--- Aufgabe 1 ---
Was enthält laut der Rezension die limitierte Auflage zusätzlich?
--- Aufgabe 2 ---
Schreiben Sie aus der Rezension wortgetreu den Abschnitt ab, der mit „Was ist das, Ambient-Country?“ beginnt und mit „hätten landen sollen.“ endet.
--- Aufgabe 3 ---
Stimmen die folgenden Aussagen mit der Rezension überein? Antworten Sie jeweils mit Ja oder Nein und zitieren Sie die entscheidenden Worte.
(a) Ché Aimee Dorval war bereits auf „Ki“ zu hören.
(b) Das Frosch-Sample aus „Blackberry“ ist auch auf „Casualties Of Cool“ zu hören.
(c) „Radial Highway“ stammt vom Album „Ocean Machine“.

--- Vorliegender Text ---
......

Casualties Of Cool – Casualties Of Cool – HDR 2014

Von Matthias Bosenick (11.06.2014)

Was ist das, Ambient-Country? Es ist schon erstaunlich, was Devin Townsend den Metalheads alles unterjubelt. Und was sie alles durchgehen lassen, wenn nur Devin draufsteht. In diesem Falle ist es eine Kooperation mit Ché Aimee Dorval, der Sängerin, die auch schon auf „Ki“ zu hören war. „Casualties Of Cool“ stellt nun auch so etwas wie den Link zwischen „Ki“ und „Ghost“ dar, mit Anflügen von beiden Richtungen: Country und Western. Das Ergebnis klingt erstaunlich zwingend nach einer logischen Fortsetzung von dem, was man von Devin kennt, und somit vertrauter als befürchtet. Die limitierte Auflage hat eine Bonus-CD mit Stücken, die auf dem verworfenen „Ghost 2“ hätten landen sollen.

Softcore-Johnny-Cash, Weichzeichner-Nashville, New-Age-Boom-Chicka-Boom. Devin und Ché Aimee gleiten durch klassische Country-Rhythmen, als wären sie ätherische Watte mit Antigrav-Eigenschaften. Körperlose Stimmen schmachten, ein Saxophon lässt an Foreigner denken, ein Kammerchor setzt Akzente, eine Flöte geistert über den Dingen, Streicher füllen die Leere. In Sachen Harmomnien ist Devin ein Meister, und es gelingt ihm erstaunlicherweise, all diese Elemente so zu kombinieren, dass man zwar das Wort „cheesy“ im Kopf hat, es aber als unzutreffend verwirft. Es steckt wie immer eine Menge Kreativität in den Kompositionen und Arrangements. Sobald man meint, im Rahmen des allzu einlullenden Sounds wegzudämmern, integriert er eine neue Komponente, über die man staunt, bisweilen sogar lacht. Je nun: An diesem Album werden weder Nashville-Puristen noch Strapping-Young-Lad-Verehrer ihre vorbehaltlose Freude haben. Wenngleich Metalheads vermutlich mehr Toleranz mitbringen dürften (Aufschrei erwünscht).

Denn was Devin schon vor 20 Jahren auf „Ocean Machine“ unter dem Rubrum „Metal“ zu Gehör brachte, sprengte jene Grenzen. So behielt er es freundlicherweise bei und forderte seine Fans dazu heraus, ihren Horizont zu erweitern. Das ist gottlob eine Methode, derer sich viele Metal-Musiker bedienten, nicht nur in Sparten, auch populäre wie Sepultura, Soulfly oder Amorphis. So ist ein Projekt wie „Casualties Of Cool“ für den aufmerksamen Devin-Hörer eben eine konsequente Erweiterung des Oeuvres. Nicht nur, dass man Ché Aimee bereits vom entspannten „Ki“ kennt. Auf dem Project-Album „Ghost“ klingt „Blackberry“ bereits nach Country, zudem kann man das Frosch-Sample aus dem Stück auch auf „Casualties Of Cool“ zwischen zwei Songs hören. Das Titellied „Ghost“ ist – mal ehrlich – reinrassiger Schlager. Auf der Compilation „Contain Us“ basiert „Radial Highway“ ebenfalls auf einem Country-Beat (und auf „Radar Love“ von Golden Earring).

......

(Datensätze zur Ortsbeschriftung)
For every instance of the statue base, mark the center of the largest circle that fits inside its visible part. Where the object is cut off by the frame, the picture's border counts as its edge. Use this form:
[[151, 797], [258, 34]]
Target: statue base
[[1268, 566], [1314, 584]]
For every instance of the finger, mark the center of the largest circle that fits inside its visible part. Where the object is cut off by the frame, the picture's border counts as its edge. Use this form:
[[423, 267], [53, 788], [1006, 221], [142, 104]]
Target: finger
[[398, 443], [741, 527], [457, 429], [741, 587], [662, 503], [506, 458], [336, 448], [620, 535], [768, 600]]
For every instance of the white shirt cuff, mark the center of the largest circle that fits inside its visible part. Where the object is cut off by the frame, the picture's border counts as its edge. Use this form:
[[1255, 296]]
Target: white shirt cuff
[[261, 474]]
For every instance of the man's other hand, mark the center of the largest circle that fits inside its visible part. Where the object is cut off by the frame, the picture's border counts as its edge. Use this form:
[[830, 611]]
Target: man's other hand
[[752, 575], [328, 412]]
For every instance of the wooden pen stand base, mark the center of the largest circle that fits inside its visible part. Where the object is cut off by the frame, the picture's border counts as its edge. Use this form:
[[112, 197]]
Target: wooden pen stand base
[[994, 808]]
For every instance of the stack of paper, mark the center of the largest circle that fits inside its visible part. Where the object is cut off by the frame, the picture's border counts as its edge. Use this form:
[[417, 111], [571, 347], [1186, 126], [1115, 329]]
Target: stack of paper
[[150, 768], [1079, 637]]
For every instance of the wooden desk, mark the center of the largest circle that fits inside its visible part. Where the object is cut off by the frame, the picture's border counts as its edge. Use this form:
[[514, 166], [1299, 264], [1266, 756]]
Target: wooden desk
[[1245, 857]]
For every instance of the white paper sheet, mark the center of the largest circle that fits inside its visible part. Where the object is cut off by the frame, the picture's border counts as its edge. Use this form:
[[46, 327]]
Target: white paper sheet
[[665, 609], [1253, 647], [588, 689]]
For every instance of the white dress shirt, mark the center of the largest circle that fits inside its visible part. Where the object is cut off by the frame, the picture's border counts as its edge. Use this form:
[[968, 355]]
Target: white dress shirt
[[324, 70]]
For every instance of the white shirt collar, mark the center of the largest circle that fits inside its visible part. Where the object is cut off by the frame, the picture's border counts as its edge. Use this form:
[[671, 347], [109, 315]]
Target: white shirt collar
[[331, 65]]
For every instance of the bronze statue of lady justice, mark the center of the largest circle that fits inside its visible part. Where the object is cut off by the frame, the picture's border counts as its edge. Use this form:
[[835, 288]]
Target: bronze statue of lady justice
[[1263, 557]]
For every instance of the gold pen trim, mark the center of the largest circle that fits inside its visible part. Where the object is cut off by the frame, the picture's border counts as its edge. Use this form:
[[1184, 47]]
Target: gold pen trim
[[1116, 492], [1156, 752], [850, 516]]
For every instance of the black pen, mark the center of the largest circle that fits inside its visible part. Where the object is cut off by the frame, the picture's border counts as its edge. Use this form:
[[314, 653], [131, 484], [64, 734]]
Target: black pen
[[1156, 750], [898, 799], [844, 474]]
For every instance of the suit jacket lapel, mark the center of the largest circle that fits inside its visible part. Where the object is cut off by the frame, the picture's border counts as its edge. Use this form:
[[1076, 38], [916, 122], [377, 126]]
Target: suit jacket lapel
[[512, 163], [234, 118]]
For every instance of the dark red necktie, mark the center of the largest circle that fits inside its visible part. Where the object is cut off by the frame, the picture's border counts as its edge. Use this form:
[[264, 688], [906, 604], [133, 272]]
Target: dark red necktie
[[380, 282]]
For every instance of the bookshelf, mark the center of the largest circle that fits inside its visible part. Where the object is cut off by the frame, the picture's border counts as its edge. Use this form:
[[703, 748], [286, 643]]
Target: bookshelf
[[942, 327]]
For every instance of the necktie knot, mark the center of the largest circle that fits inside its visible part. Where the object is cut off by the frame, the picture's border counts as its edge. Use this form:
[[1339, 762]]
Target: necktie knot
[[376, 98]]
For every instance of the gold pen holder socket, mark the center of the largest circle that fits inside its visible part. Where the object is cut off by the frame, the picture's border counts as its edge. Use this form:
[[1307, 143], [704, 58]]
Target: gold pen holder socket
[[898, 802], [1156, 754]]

......

--- Lösung 1 ---
Eine Bonus-CD mit Stücken, die auf dem verworfenen „Ghost 2“ hätten landen sollen.

--- Lösung 2 ---
Was ist das, Ambient-Country? Es ist schon erstaunlich, was Devin Townsend den Metalheads alles unterjubelt. Und was sie alles durchgehen lassen, wenn nur Devin draufsteht. In diesem Falle ist es eine Kooperation mit Ché Aimee Dorval, der Sängerin, die auch schon auf „Ki“ zu hören war. „Casualties Of Cool“ stellt nun auch so etwas wie den Link zwischen „Ki“ und „Ghost“ dar, mit Anflügen von beiden Richtungen: Country und Western. Das Ergebnis klingt erstaunlich zwingend nach einer logischen Fortsetzung von dem, was man von Devin kennt, und somit vertrauter als befürchtet. Die limitierte Auflage hat eine Bonus-CD mit Stücken, die auf dem verworfenen „Ghost 2“ hätten landen sollen.

--- Lösung 3 ---
(a) Ja: „der Sängerin, die auch schon auf „Ki“ zu hören war“
(b) Ja: „zudem kann man das Frosch-Sample aus dem Stück auch auf „Casualties Of Cool“ zwischen zwei Songs hören“
(c) Nein: „Auf der Compilation „Contain Us“ basiert „Radial Highway“ ebenfalls auf einem Country-Beat“